─── Text excerpt

You’ll hear us often recommend that a first step in calming a high-energy dog is to give him an outlet to burn off energy. A tired dog is a good dog. But, how much exercise do dogs need? How much exercise is too much?

The amount of exercise dogs need depends on your dog’s age, size, breed, and overall health. Younger dogs and puppies tend to require more physical activities; as dogs age, their activity levels lessen. If you’re trying to figure out the best exercise routine for your dog (and maybe for you too?), we’ve broken down experts’ recommendations for physical stimulation by breed types.

Always talk to your veterinarian about the best exercises for your specific dog, whether it’s walking, fetching, swimming, running or other healthy activities you can do together. Ask your veterinarian if your dog has any physical limitations, such as hip dysplasia, a condition that commonly affects larger dog breeds, as well as midsize dog breeds including pugs and bulldogs.

High Energy Dog Breeds

Some dog breeds tend to be innately more active than others. This can be traced back to their ancestry and the reasons they were bred — breeds like shepherds were bred to work on farms, so they tend to be higher energy. So, if you have one of these breeds or a mixed breed with ancestry that tracks back to one of these breeds, you’ll want to arrange a lot of exercise for them.

──────

[Directions]
1. Reproduce the passage of the dog exercise article word for word, starting at "High Energy Dog" and ending at "exercise for them.".
2. Write the next part of the article on how much exercise dogs need, picking up after its final sentence.
The items that follow are drawn from a different source and have no connection to the article on dog exercise.

─── Records shown

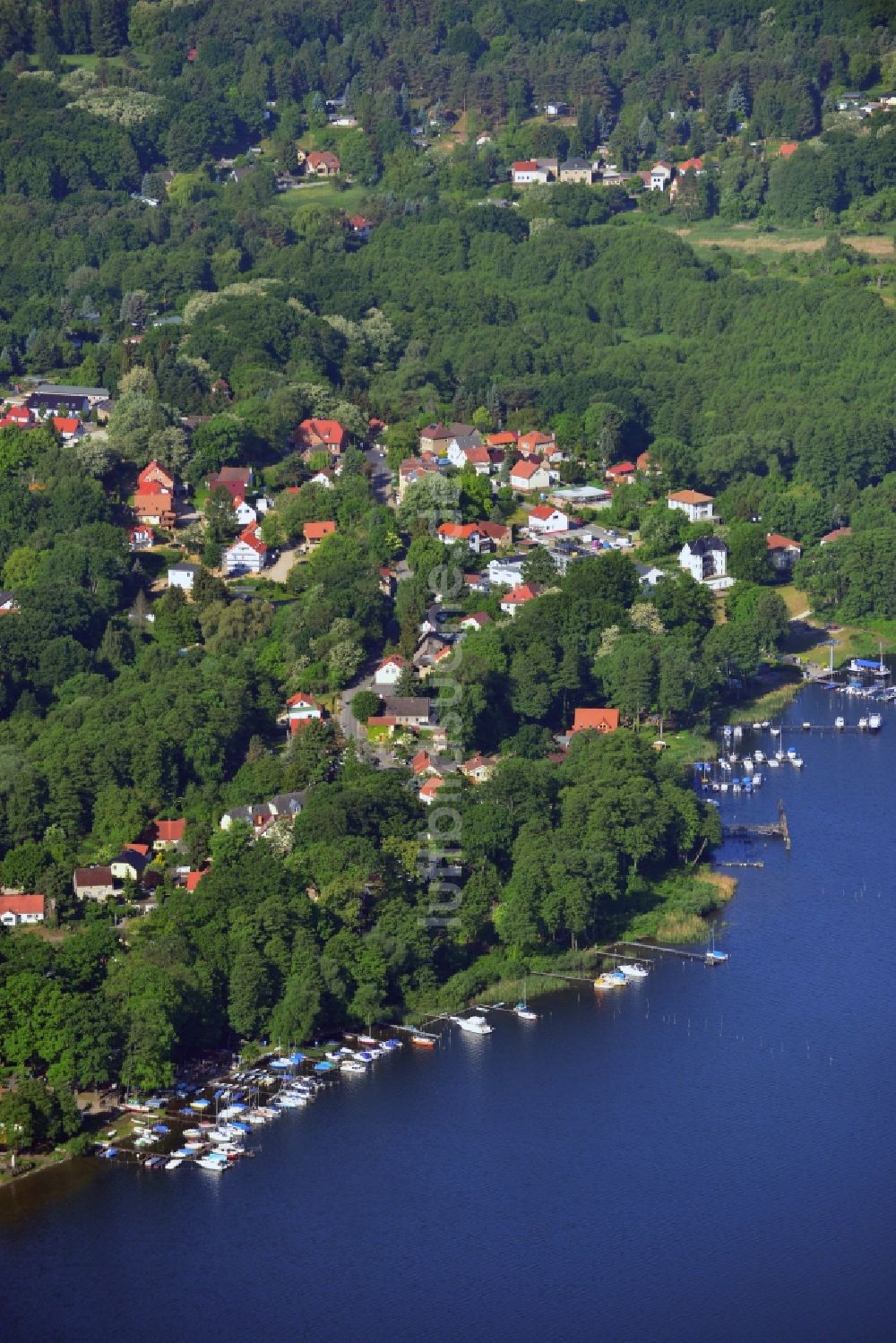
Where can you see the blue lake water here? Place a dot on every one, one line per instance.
(705, 1155)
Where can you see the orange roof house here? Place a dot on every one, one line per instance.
(595, 720)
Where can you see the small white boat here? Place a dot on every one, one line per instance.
(473, 1025)
(634, 970)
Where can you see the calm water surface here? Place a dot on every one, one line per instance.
(707, 1155)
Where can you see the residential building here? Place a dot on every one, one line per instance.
(183, 575)
(158, 508)
(595, 720)
(390, 670)
(317, 435)
(576, 169)
(694, 505)
(314, 533)
(783, 552)
(546, 520)
(247, 554)
(94, 882)
(705, 559)
(519, 597)
(19, 908)
(530, 476)
(167, 834)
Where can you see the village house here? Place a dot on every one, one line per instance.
(183, 576)
(470, 535)
(19, 908)
(707, 560)
(94, 882)
(261, 814)
(303, 708)
(517, 597)
(390, 670)
(247, 554)
(156, 477)
(783, 552)
(694, 505)
(622, 473)
(314, 533)
(317, 435)
(530, 476)
(140, 538)
(478, 769)
(156, 508)
(576, 169)
(595, 720)
(167, 834)
(546, 520)
(322, 163)
(411, 470)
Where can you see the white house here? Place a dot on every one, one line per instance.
(546, 520)
(183, 576)
(697, 506)
(390, 670)
(530, 476)
(247, 554)
(505, 572)
(707, 560)
(18, 908)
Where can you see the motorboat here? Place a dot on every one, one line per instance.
(473, 1025)
(634, 970)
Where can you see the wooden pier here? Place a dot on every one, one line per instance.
(774, 831)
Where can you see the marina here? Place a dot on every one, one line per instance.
(761, 1074)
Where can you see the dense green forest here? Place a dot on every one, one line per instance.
(134, 261)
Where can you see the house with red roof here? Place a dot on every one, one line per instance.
(67, 426)
(390, 669)
(167, 834)
(783, 551)
(155, 477)
(519, 597)
(320, 435)
(696, 505)
(322, 163)
(19, 908)
(19, 417)
(595, 720)
(546, 520)
(247, 554)
(530, 476)
(314, 533)
(156, 508)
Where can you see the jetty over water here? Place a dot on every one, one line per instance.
(772, 831)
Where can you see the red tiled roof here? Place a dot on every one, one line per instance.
(168, 831)
(11, 904)
(317, 530)
(597, 720)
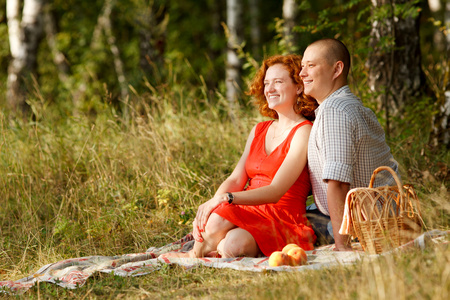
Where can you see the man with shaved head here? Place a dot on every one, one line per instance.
(346, 143)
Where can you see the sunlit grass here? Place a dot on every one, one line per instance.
(108, 183)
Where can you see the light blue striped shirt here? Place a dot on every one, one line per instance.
(346, 144)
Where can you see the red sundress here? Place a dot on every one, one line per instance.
(273, 225)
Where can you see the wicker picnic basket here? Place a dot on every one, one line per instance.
(384, 217)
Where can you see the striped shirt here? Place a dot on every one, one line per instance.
(346, 144)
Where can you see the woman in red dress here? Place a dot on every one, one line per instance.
(261, 206)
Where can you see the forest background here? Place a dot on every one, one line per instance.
(118, 118)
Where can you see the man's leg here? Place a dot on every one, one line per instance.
(321, 225)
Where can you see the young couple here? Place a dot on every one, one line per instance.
(261, 206)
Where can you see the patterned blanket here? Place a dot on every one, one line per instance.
(73, 273)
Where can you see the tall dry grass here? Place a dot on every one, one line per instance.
(100, 182)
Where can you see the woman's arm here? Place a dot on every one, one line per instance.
(235, 182)
(287, 174)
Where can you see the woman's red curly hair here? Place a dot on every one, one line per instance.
(304, 105)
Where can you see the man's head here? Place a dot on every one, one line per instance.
(325, 67)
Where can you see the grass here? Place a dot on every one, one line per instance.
(100, 182)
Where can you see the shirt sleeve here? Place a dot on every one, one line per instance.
(338, 146)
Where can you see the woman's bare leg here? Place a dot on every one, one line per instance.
(215, 230)
(238, 242)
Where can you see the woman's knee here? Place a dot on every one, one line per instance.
(216, 224)
(238, 242)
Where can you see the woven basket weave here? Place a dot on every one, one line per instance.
(384, 217)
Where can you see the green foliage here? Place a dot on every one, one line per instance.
(107, 177)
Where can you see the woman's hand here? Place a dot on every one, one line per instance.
(204, 211)
(196, 232)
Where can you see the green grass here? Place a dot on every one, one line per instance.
(100, 182)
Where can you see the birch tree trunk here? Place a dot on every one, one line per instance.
(59, 58)
(24, 35)
(152, 22)
(103, 25)
(289, 14)
(440, 134)
(255, 28)
(395, 73)
(234, 63)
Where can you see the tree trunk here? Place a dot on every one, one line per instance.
(59, 58)
(255, 28)
(234, 63)
(395, 73)
(290, 9)
(440, 134)
(103, 25)
(152, 23)
(118, 64)
(24, 36)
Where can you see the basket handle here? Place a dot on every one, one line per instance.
(385, 168)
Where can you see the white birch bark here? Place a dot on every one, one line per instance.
(289, 15)
(255, 30)
(59, 59)
(234, 64)
(24, 35)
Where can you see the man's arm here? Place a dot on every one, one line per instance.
(336, 193)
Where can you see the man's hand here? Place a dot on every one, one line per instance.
(336, 193)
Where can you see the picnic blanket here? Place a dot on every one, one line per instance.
(73, 273)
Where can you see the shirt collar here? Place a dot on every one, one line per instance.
(342, 90)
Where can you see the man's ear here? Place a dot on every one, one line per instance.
(338, 69)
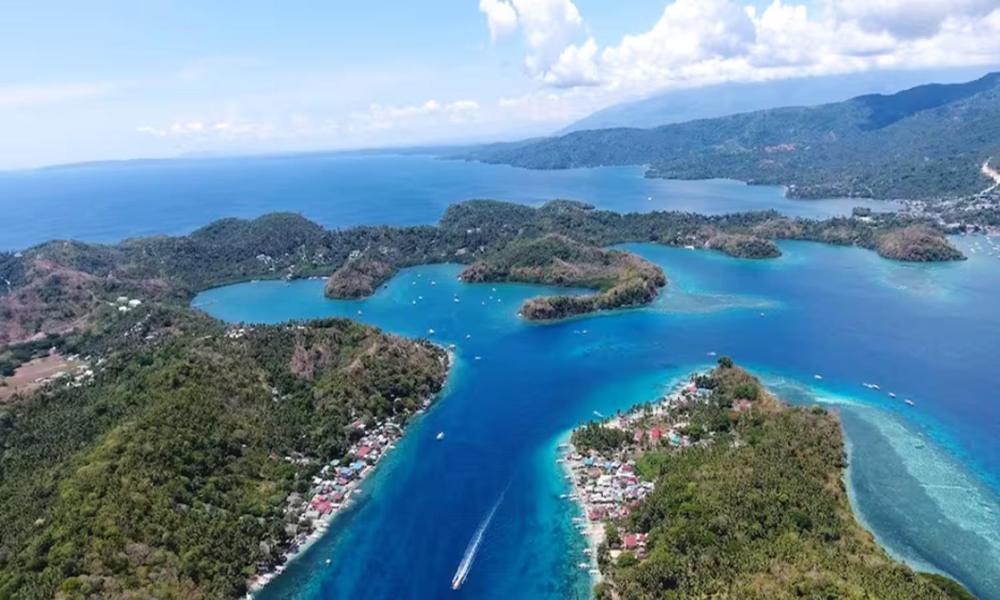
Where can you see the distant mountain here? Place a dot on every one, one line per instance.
(678, 106)
(923, 143)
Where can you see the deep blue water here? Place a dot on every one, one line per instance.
(923, 478)
(109, 202)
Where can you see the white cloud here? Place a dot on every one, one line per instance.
(16, 96)
(500, 17)
(548, 27)
(908, 19)
(697, 42)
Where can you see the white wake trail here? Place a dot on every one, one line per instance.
(473, 548)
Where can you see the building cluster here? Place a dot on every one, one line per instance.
(607, 486)
(308, 515)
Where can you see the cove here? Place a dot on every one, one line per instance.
(924, 479)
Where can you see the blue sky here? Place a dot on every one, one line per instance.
(115, 79)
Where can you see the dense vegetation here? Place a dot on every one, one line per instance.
(924, 143)
(757, 509)
(167, 476)
(622, 279)
(164, 475)
(59, 286)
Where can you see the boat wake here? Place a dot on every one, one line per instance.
(473, 548)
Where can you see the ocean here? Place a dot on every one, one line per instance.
(925, 479)
(112, 201)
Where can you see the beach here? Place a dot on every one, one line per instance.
(335, 487)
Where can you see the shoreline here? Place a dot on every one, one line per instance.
(579, 469)
(593, 532)
(376, 444)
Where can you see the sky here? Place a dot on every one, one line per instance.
(117, 79)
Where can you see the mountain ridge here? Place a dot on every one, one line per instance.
(927, 142)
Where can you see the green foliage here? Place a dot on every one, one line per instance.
(170, 470)
(759, 513)
(925, 143)
(595, 436)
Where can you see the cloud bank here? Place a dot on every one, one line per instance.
(697, 42)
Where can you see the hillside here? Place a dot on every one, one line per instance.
(621, 279)
(709, 102)
(168, 467)
(745, 500)
(58, 287)
(927, 142)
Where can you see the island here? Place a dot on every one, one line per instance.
(150, 449)
(930, 144)
(623, 279)
(721, 490)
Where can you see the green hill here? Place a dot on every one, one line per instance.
(924, 143)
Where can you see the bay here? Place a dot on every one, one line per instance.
(107, 202)
(922, 478)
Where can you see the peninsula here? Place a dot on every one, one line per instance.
(235, 443)
(720, 489)
(57, 286)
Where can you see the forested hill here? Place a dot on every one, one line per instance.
(927, 142)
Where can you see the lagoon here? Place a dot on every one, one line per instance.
(924, 479)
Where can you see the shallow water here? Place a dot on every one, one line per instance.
(923, 478)
(109, 202)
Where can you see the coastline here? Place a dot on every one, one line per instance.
(330, 505)
(578, 469)
(592, 531)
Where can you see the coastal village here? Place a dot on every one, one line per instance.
(334, 487)
(606, 483)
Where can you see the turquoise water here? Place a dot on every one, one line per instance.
(923, 478)
(109, 202)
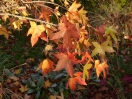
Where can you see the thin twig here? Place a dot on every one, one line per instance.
(22, 17)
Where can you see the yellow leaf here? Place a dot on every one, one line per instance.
(101, 49)
(3, 31)
(86, 74)
(46, 66)
(103, 67)
(82, 14)
(111, 31)
(17, 71)
(17, 24)
(36, 31)
(23, 88)
(47, 84)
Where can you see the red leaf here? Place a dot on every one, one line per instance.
(67, 31)
(73, 81)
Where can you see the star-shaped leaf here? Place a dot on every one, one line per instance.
(101, 49)
(67, 31)
(86, 68)
(46, 65)
(74, 80)
(101, 67)
(36, 31)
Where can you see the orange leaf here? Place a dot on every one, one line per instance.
(67, 31)
(103, 67)
(46, 66)
(87, 55)
(72, 81)
(45, 13)
(36, 31)
(64, 62)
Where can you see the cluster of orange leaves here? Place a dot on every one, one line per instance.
(71, 34)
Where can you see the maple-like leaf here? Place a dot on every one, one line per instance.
(17, 24)
(64, 62)
(23, 88)
(82, 15)
(46, 65)
(5, 32)
(47, 84)
(74, 7)
(45, 13)
(86, 68)
(67, 62)
(77, 79)
(72, 13)
(101, 49)
(111, 31)
(101, 67)
(87, 55)
(67, 31)
(36, 31)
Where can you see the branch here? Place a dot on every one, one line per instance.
(22, 17)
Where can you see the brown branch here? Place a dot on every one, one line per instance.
(22, 17)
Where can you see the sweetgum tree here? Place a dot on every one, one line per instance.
(79, 41)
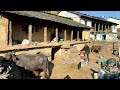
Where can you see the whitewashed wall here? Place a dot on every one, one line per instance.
(114, 21)
(69, 15)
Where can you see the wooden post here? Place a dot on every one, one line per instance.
(119, 51)
(45, 34)
(78, 35)
(105, 27)
(108, 27)
(10, 33)
(102, 27)
(98, 27)
(95, 26)
(30, 33)
(65, 35)
(71, 35)
(56, 30)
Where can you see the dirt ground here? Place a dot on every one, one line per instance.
(61, 69)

──────

[Outputs for the tasks]
1.
High Energy Dog Breeds

Some dog breeds tend to be innately more active than others. This can be traced back to their ancestry and the reasons they were bred — breeds like shepherds were bred to work on farms, so they tend to be higher energy. So, if you have one of these breeds or a mixed breed with ancestry that tracks back to one of these breeds, you’ll want to arrange a lot of exercise for them.

2.
If you’re considering adopting a new dog and researching the best breeds for apartments or small spaces, the following list might not be the best match, especially if you don’t have a yard where they can run free and burn energy.

The American Kennel Club lists the following breeds among their list of high-energy dogs. You’ll note that a lot of them fall into the working, herding, and sporting groups of dog breeds.

High-energy dogs should get 60 to 90 minutes of rigorous exercise a day, and you can split this up into two or three separate play sessions. A 20-minute walk before you head off to work, followed by an afternoon tug-of-war session might be enough to help these breeds burn pent-up energy.

Sometimes you need a break from endless rounds of tug-of-war and fetch. This toy suctions to your floor, so your dog can play on his or her own.

While we’re talking about playtime for dogs, have you seen our dog toy that suctions to a hard floor? We designed it to challenge dogs and keep them busy while their owners focus on other things!

Low-Exercise Dog Breeds

Some dog breeds require less activity, which might include breeds that fall under the AKC label of “calm” dog breeds. Even though these dog breeds might be lower energy than herders, retrievers, and shepherds, they still require some physical and mental stimulation every day. Just like us, dogs need regular exercise to stay healthy.

Toy breeds and giant breeds tend to require less exercise, but again, check with your veterinarian for the best exercise plan for your dogs.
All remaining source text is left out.